## 本文抜粋
_ _ _

全国の64歳以下の障害者数は約766万人で、
障害者のひと月の平均賃金は1万5000円程度だという。
一方、日本の農業を支えているのは昭和ひと桁世代。
増え続けている耕作放棄地は埼玉県の面積と並んでいる状況だ。
賃金が低くて働く場のない障害者と、担い手を求めている農業を
マッチングしたらどうだろうという思いから始まり、
障害者が農業をする取り組みを進めている。
「これまで障害者はサービスを享受する主体でしたが、
役割を持つことでサービスを提供する主体になるべきです。
つまり障害者に光を当てるのではなく、
障害者が光を当てるような取り組みをやっていかなければいけません」
山口県立大学国際文化学部長の水谷由美子さんは、
山口の文化や自然などの地域資源に着目したファッションを発信している。
農作業で着たいおしゃれな服がないということで、
3年前から安倍昭恵夫人と共同開発しているのが〈mompekko(モンペッコ)〉だ。
山口には柳井縞という伝統的な織物があるが、手織りは高価で農作業着に向かない。
それを機械織りで「やまぐち縞」としてアレンジして、
若い人も着たくなるようなデザイン性のある実用的な農作業着が誕生した。
「年に一度、農ガールズコレクションというファッションショーをしています。
今年は全国でも珍しい海に面した油谷の美しい棚田の自然から着想を得た、
やまぐち縞を開発しました」
秋好陽介さんが設立したランサーズ株式会社は、
インターネットを使って第三の働き方をつくることをヴィジョンに掲げて、
クラウドソーシングサービスを提供している。

_ _ _

## 生データ
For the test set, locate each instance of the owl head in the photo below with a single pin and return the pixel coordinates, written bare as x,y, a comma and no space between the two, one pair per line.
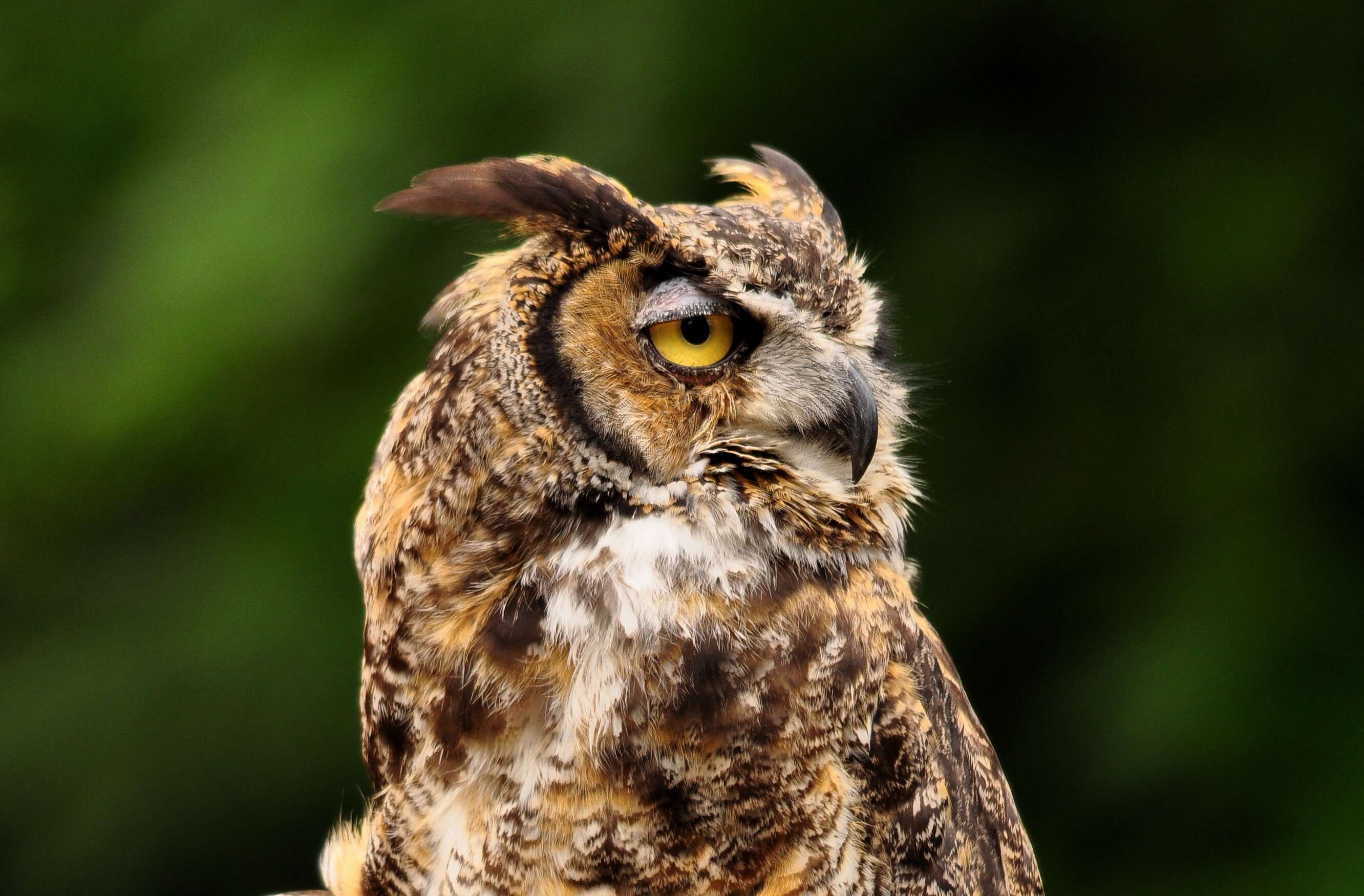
651,347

_ _ _

## 取り組む課題
a - 次の(i)〜(iii)が本文と一致するかを判定し、それぞれ「はい」か「いいえ」で答えたうえで、根拠となる本文の語句を正確に引用してください。(i) 障害者のひと月の平均賃金は1万5000円程度である。(ii) 耕作放棄地は減り続けている。(iii) 農ガールズコレクションは年に二度開かれている。
b - 本文のうち、「つまり障害者に光を当てるのではなく、」から「ekko(モンペッコ)〉だ。」までを、両端の語句も含めて一字一句違えずに書き写してください。
c - 障害者の農業参加や地域発のファッションを扱った本文を、最後の文の後から引き継いで書き進めてください。
資料は本文とは切り離された別個のものです。

## 記述回答
a -
(i) はい：「障害者のひと月の平均賃金は1万5000円程度だという」
(ii) いいえ：「増え続けている耕作放棄地は埼玉県の面積と並んでいる状況だ」
(iii) いいえ：「年に一度、農ガールズコレクションというファッションショーをしています」

b -
つまり障害者に光を当てるのではなく、
障害者が光を当てるような取り組みをやっていかなければいけません」
山口県立大学国際文化学部長の水谷由美子さんは、
山口の文化や自然などの地域資源に着目したファッションを発信している。
農作業で着たいおしゃれな服がないということで、
3年前から安倍昭恵夫人と共同開発しているのが〈mompekko(モンペッコ)〉だ。

c -
このサービスを活用している約15万社のうち半数は東京の企業で、
仕事を受注する70万人近い個人の7~8割は地方在住者。
つまり東京の仕事を地方に再分配するという状況が生まれている。
ほかにも、奄美市でのフリーランス支援や福岡市への移住支援など、
10の地域とプロジェクトを展開。
「2016年までには100の地域とこうした取り組みをしたいですし、
2020年には日本を中心としたアジアで、1000万人の
場所と時間にとらわれない働き方を実現できればと思っています」
地方の絶品を発掘する奇跡のスーパーと名高い〈福島屋〉。
その代表を務める株式会社福島屋の福島徹さんは、おいしさの原点は土だと考えている。
「人間も自然のなかの生き物であることを自覚すると、
おいしいということを理解できる」と福島さんは主張。
そのなかで生産と販売、顧客が三位一体になって、事業化を進めるのが福島屋の信条だ。
「三位一体の事業化に大切なのは、オープンにすること。
仕入れ値、卸値などをお金のこともひとつの事業体のなかで
オープンにするとロスが非常に少なくなり、なおかつ土壌や環境も整う。
そして結果的に各家庭の食卓も整って、健康にも環境にも寄与できるのです」
収穫後なるべく早く食べることが、何よりもおいしいのはわかっている。
そのうえでさまざまな流通手段を整理しながら、
現実的な社会にフィットさせていくことが課題と考えている。
東日本大震災のボランティアで被災地と関わったのがきっかけで、
NPO法人〈アスヘノキボウ〉を設立し、宮城県女川町で活動する小松洋介さん。
女川町は民間の活力が強いまちで、震災の約1か月後に
女川町復興連絡協議会が立ち上がり、全産業界がひとつになって再建を模索。
小松さんは民間による復興計画の作成や、各社の事業支援、
スタートアップ支援などをこれまで行ってきた。
「公民連携だけでなく、地域外の企業や個人、地域とともに
まちをつくろうという話にはなるのですが、
それぞれの使っている“言語”やルールが違う。
僕らはハブ的な役割としてそれぞれをつないで調整しながら、
女川の課題を解決していくことが大事だということを震災復興のなかで学びました」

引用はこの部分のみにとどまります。